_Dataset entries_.
========================================================================

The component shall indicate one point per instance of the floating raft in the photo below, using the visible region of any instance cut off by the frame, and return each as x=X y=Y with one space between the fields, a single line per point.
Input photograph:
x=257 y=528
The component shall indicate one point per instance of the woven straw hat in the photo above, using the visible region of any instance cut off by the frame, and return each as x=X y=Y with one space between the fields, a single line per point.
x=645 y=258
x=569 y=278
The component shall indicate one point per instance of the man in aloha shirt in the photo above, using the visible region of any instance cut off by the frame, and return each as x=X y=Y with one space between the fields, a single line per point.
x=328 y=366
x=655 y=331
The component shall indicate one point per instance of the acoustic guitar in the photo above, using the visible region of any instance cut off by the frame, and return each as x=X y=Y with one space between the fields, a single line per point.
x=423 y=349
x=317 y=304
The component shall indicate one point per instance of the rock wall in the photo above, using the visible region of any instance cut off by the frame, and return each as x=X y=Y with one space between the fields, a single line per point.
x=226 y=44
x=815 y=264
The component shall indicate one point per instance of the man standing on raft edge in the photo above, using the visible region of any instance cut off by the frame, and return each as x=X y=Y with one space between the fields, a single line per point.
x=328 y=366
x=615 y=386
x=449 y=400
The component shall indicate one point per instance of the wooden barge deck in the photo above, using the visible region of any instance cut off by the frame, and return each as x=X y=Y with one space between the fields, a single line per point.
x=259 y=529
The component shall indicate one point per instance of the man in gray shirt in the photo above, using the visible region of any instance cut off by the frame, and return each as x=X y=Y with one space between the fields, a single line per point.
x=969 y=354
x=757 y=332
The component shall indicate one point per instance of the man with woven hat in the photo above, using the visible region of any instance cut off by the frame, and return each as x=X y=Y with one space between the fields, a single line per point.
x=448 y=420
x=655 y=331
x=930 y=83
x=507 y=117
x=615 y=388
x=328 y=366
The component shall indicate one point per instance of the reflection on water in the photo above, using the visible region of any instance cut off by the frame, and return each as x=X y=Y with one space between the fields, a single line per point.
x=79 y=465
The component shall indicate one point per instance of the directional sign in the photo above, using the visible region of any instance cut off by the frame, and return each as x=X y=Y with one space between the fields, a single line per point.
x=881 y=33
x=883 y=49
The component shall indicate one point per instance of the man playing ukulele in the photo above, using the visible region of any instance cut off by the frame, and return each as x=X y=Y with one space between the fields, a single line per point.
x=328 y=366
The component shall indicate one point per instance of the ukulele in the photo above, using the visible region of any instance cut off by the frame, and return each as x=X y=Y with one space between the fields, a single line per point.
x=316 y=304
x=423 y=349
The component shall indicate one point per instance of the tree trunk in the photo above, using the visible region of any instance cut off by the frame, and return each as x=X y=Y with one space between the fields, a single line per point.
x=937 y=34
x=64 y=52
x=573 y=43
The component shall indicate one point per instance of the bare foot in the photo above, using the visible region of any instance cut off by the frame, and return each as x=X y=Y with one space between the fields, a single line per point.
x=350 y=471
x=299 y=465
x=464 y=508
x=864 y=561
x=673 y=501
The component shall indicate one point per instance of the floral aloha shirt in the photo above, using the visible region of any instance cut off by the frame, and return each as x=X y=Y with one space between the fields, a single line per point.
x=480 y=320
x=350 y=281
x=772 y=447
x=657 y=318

========================================================================

_Aim_. Return the lines of the material above, unchanged, from its start up to and including the line that contains "x=257 y=528".

_The output_.
The component shall indicate one point per instance of the floating raft in the photo below, using the visible region of any instance cut off by the frame, and return each as x=X y=Y with one space between the fields, a single line per point.
Input photograph:
x=257 y=528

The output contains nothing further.